For most sailors a fair wind from well aft of the beam is welcome. But if you happen to be a 100ft trimaran which three hours ago was registering 38 knots on a beam reach, the fact that the wind is now drawing from astern is bad news writes W M Nixon.

It was no surprise when the four Ultime 32s from France led the Fastnet Race fleet out of the Solent early this afternoon in a south to southeast breeze. They’d been first away with their start at 1230 to keep them clear of everyone else, and even in the Solent they’d been pushing towards 20 knots. Out in the Channel with a fine commanding southerly breeze on the beam, the fastest were showing bursts of 38 knots, including Maxi Edmond de Rothschild which seems to have recovered from the indignity of briefly kissing the Shingles Bank – not something to be encouraged when you come complete with all sorts of fancy appendages such as foils of various kinds.

But having hurtled away towards the western horizon, as they closed in towards the coast of Devon the wind may have stayed with them, but it backed into the east. Thus instead of making good progress on the direct line, they’d to resort to tacking to lee to maintain best VMG, yet for smaller slower boats which were hitting hull speed while dead running, the easterly breeze was just grand.

If the Ultime 32s can get themselves clear to the west of the Lizard Point this evening, they should begin to enjoy a worthwhile south to southwest wind which is forecast to settle in over the area between Land’s End and the Fastnet across the mouth of the Celtic Sea, and that will bring them to their rounding of The Rock tomorrow morning as predicted here, but the weather system is unstable, and the low pressure area settling over Ireland is distinctly anaemic.

Direction 1: Locate each line in the records that contains the string "distant" and copy those lines, treating uppercase and lowercase letters as different.
The Fastnet Race report and the records have no connection to each other.

Records supplied:
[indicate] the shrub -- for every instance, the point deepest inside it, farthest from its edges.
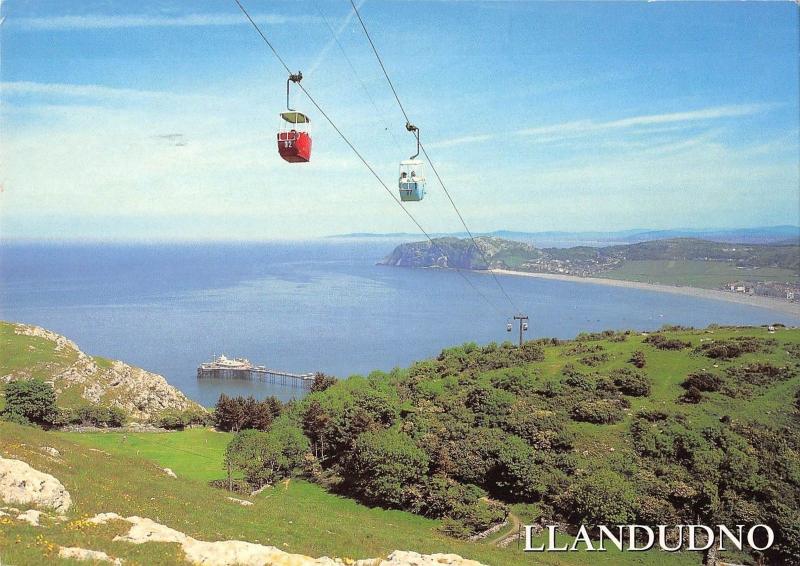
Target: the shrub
(638, 359)
(692, 396)
(322, 382)
(239, 413)
(265, 457)
(599, 411)
(16, 418)
(32, 399)
(385, 465)
(632, 383)
(602, 498)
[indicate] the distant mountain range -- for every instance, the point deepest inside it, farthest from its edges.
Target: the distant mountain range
(780, 235)
(502, 253)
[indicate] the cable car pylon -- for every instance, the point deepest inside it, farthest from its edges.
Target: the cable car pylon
(523, 325)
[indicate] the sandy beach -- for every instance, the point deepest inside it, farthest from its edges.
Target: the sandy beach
(763, 302)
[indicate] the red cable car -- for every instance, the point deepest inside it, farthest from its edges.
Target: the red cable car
(294, 141)
(294, 145)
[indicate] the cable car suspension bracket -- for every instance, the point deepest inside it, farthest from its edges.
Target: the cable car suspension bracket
(414, 130)
(294, 78)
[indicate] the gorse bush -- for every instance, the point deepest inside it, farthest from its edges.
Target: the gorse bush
(30, 401)
(599, 411)
(239, 413)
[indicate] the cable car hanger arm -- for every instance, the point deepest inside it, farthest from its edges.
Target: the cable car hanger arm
(414, 130)
(295, 78)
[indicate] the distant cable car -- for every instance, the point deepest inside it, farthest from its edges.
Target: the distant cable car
(294, 141)
(412, 174)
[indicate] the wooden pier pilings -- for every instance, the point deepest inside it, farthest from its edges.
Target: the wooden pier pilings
(214, 370)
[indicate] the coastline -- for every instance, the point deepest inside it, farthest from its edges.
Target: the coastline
(770, 303)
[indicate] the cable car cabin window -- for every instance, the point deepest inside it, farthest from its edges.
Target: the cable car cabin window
(294, 141)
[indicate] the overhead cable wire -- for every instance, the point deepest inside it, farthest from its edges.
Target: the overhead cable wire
(335, 37)
(433, 167)
(362, 159)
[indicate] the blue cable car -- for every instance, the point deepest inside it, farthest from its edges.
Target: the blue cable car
(412, 180)
(412, 174)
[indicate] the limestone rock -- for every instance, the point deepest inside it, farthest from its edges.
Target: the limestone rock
(22, 485)
(228, 552)
(139, 393)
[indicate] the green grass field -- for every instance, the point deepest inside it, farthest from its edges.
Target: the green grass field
(704, 274)
(104, 473)
(123, 473)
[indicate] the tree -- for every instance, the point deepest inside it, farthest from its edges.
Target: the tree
(265, 457)
(322, 382)
(386, 464)
(33, 399)
(602, 498)
(315, 421)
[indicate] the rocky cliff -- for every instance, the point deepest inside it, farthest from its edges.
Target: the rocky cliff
(461, 253)
(30, 351)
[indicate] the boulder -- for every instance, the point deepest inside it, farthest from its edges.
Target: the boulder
(22, 485)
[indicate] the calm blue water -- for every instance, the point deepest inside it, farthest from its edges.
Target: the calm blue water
(302, 306)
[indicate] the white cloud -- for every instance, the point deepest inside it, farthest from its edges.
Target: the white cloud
(102, 21)
(581, 128)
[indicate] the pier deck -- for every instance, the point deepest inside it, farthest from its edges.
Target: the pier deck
(240, 368)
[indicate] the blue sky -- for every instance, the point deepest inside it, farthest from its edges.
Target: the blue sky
(156, 119)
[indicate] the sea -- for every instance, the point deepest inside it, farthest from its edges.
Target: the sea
(304, 306)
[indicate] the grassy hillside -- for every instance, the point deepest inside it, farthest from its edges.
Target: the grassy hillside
(705, 426)
(444, 406)
(105, 473)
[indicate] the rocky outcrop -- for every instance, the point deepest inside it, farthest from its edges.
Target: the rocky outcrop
(460, 253)
(22, 485)
(223, 553)
(141, 394)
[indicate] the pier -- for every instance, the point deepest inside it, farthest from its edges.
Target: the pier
(241, 368)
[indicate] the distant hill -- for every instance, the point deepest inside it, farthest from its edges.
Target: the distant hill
(763, 269)
(561, 239)
(584, 260)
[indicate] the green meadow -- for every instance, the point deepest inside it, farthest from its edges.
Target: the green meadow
(123, 472)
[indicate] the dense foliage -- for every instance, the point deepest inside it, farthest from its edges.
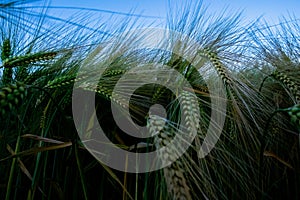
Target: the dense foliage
(257, 65)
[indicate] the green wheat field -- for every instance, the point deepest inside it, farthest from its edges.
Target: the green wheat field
(257, 64)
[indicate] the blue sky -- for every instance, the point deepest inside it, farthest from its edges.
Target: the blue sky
(270, 9)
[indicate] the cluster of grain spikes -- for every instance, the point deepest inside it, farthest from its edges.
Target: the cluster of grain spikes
(289, 84)
(11, 96)
(5, 55)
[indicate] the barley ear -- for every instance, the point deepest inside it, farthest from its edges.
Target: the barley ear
(11, 96)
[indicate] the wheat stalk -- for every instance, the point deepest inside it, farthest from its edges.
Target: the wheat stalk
(11, 96)
(291, 85)
(174, 173)
(28, 59)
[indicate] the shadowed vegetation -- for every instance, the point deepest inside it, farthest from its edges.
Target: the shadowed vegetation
(251, 70)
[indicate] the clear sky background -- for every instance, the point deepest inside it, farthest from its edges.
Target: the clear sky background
(271, 10)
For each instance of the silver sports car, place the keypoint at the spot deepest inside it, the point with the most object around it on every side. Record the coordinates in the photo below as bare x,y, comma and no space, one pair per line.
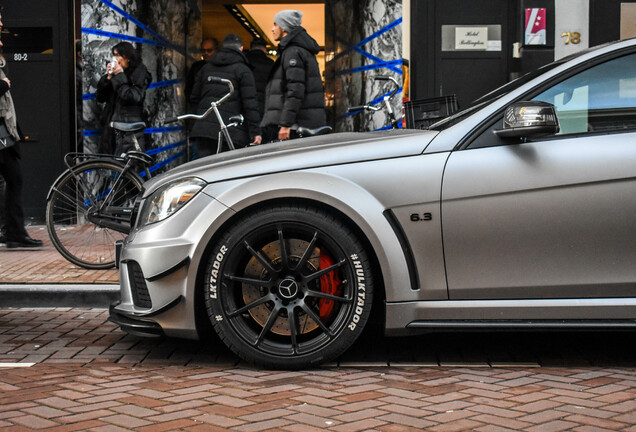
518,212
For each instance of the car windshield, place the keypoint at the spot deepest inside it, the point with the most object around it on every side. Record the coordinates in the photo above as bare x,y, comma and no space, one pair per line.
493,95
505,89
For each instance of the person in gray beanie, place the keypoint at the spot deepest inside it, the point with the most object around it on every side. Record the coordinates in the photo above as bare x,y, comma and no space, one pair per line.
288,19
294,95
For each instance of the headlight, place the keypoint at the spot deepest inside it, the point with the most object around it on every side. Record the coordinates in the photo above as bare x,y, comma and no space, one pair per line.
168,199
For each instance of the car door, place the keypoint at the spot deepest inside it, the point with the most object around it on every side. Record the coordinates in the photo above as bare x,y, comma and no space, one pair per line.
555,217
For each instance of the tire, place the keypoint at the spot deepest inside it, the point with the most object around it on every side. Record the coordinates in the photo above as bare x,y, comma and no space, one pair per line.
280,306
72,204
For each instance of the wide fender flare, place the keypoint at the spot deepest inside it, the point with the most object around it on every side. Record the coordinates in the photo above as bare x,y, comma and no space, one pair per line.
356,203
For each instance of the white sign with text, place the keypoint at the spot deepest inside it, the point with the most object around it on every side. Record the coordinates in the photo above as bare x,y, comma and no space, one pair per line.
471,38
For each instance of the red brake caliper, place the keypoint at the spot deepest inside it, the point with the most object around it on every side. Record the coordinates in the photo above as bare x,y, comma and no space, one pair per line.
329,284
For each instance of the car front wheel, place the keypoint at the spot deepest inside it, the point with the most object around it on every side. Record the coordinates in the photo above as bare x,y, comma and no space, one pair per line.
289,287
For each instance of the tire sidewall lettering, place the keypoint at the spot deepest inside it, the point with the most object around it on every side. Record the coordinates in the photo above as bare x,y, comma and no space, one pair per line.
215,272
360,278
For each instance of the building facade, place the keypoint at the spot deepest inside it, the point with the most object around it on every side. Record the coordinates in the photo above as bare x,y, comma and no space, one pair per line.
56,50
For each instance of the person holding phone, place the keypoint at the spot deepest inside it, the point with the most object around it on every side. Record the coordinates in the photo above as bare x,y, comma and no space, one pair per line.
123,90
14,233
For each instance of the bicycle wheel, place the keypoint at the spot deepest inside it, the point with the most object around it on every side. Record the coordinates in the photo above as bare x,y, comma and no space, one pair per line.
88,209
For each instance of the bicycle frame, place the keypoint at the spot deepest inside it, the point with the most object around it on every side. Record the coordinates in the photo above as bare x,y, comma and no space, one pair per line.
386,102
107,215
214,107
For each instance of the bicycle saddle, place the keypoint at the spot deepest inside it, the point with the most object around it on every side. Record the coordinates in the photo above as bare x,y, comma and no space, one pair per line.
303,131
128,127
140,157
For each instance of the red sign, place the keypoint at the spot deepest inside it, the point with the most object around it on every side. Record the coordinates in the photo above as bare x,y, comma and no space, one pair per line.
535,26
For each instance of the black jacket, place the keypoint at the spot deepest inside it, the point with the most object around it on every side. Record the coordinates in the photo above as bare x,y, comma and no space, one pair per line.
262,67
230,64
295,94
4,87
124,96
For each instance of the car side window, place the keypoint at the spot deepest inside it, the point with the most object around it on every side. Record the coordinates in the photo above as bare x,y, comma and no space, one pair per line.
601,98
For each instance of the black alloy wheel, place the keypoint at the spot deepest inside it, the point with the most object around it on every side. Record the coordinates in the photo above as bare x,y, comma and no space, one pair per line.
289,287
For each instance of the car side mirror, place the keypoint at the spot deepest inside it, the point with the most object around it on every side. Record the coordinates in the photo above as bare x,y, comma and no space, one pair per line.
529,119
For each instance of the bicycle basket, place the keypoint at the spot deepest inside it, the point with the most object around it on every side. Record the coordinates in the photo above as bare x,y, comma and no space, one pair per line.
420,114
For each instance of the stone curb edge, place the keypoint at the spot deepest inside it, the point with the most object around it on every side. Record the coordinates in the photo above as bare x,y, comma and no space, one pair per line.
94,296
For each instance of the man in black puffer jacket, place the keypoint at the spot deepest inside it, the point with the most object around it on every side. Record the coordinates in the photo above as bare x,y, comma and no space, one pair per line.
229,63
295,95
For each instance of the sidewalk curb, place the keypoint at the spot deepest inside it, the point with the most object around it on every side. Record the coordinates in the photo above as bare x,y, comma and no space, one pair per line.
39,295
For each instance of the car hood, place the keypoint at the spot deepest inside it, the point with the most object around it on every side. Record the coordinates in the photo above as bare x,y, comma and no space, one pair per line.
325,150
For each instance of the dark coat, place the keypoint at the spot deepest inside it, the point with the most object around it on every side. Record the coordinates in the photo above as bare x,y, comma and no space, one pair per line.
4,87
230,64
262,68
295,94
124,96
192,73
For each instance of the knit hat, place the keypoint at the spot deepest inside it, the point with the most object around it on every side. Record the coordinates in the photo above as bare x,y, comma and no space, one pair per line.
288,19
232,40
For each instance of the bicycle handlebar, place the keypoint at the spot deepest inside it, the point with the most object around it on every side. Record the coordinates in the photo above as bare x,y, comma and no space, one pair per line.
213,105
363,107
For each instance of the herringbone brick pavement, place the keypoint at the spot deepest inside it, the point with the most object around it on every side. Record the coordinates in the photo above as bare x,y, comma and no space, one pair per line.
46,266
89,376
115,397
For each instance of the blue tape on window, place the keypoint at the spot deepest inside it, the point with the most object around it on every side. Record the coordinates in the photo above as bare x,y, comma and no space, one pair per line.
164,41
373,102
371,67
163,130
165,148
91,96
368,39
135,20
122,37
378,60
164,83
165,162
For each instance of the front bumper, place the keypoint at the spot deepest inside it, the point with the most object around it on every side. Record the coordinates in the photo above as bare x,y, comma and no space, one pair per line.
134,325
158,271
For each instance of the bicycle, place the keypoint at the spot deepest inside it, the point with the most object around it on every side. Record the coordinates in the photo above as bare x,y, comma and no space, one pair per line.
90,204
386,102
224,133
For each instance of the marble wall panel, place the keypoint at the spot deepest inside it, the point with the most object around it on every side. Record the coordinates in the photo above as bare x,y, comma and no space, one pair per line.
175,29
349,22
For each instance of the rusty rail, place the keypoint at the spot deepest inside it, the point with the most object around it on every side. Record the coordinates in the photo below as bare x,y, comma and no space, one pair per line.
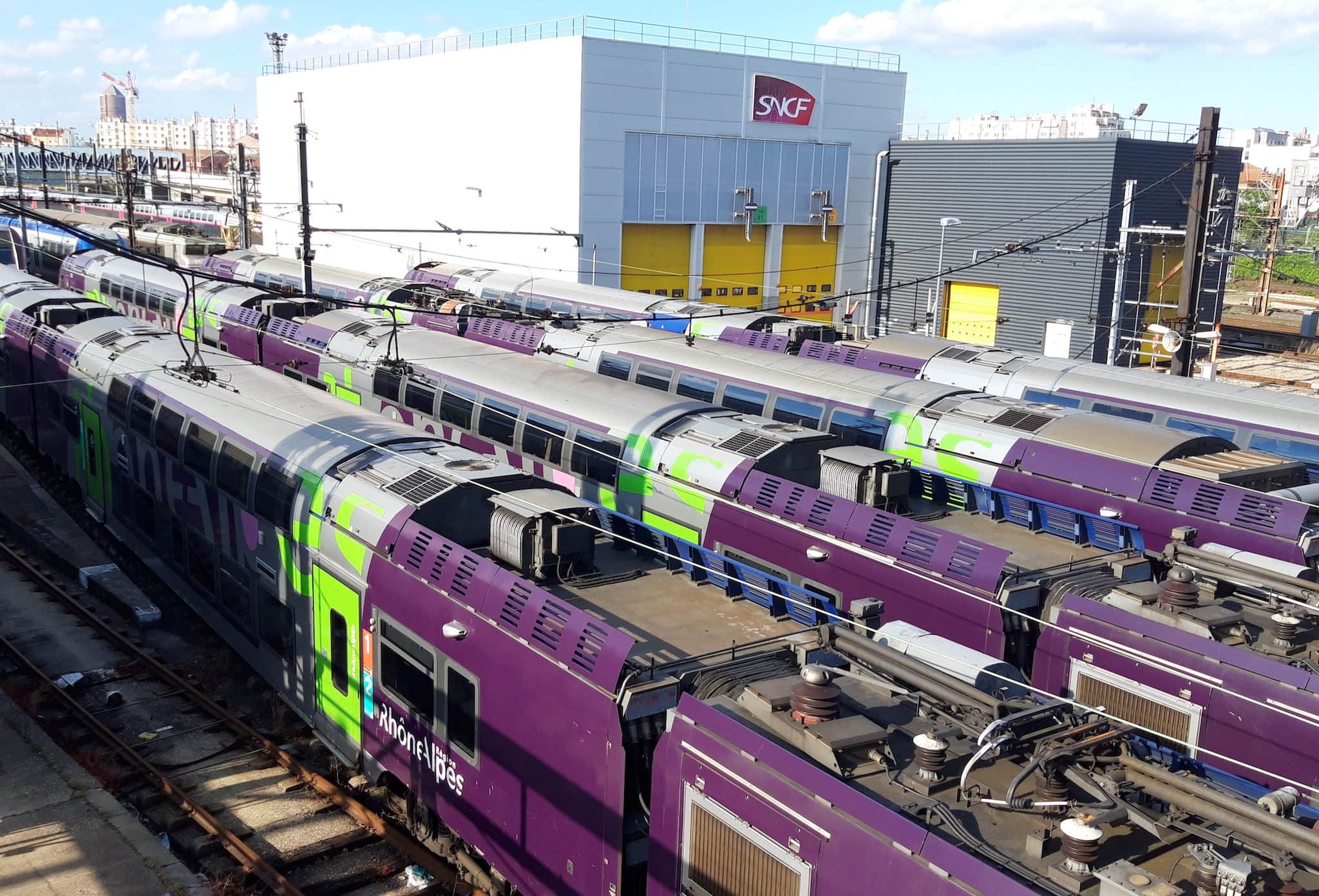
242,853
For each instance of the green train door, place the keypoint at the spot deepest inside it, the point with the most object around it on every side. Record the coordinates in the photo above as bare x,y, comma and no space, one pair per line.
94,458
337,662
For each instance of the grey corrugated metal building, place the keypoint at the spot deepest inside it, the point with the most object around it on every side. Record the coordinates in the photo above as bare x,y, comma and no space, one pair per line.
1008,192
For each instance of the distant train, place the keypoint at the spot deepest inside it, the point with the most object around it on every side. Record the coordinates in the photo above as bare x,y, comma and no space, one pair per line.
620,448
615,730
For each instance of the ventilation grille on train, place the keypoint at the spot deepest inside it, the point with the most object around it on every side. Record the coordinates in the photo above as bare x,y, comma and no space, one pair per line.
419,486
725,863
1168,721
1023,420
748,444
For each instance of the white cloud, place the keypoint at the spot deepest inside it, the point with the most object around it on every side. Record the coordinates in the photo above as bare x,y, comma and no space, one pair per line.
193,78
342,39
71,33
118,57
196,20
962,26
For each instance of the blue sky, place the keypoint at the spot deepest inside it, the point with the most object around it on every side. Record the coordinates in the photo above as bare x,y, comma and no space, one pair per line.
1013,57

Direction 2: According to the Fastnet Race report, at what time did the four Ultime 32s start?

Correct response 1:
[indicate] the distant mountain range -- for every instance, the point deepest inside it, farthest from its edges.
Target: the distant mountain range
[indicate] the distant cable car -- for every instance, the point deepest inside it, farthest from its edges.
Target: the distant cable car
[indicate] the distant hill -- for every instance, the point deepest inside it, farthest from its edges.
Target: the distant hill
For each instance of the distant train, place the keypoint at the spot deepest inside it, the point with the most object around it on every side. Record the coordinates in the photo above as bare x,y, comma and no space, one pair per line.

Correct response 2: At 1230.